**RECORDS SUPPLIED:**
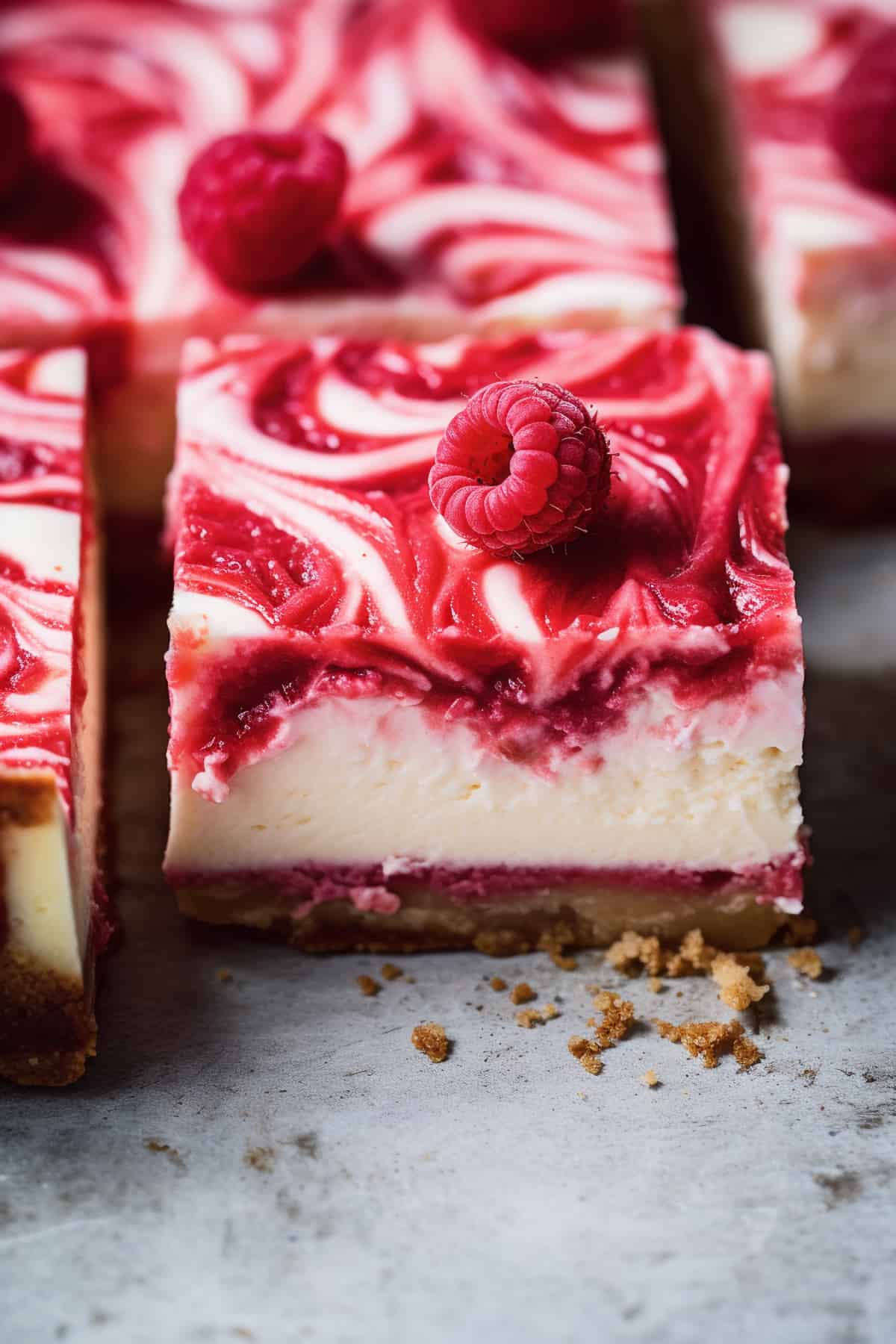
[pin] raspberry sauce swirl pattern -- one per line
(788, 63)
(305, 534)
(482, 193)
(40, 544)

**REQUIREMENTS:** Locate each row that contains the string "swirl" and copy it in full.

**EXERCISE ANSWER:**
[pin] raspberry sauce swirl pattern -- one per line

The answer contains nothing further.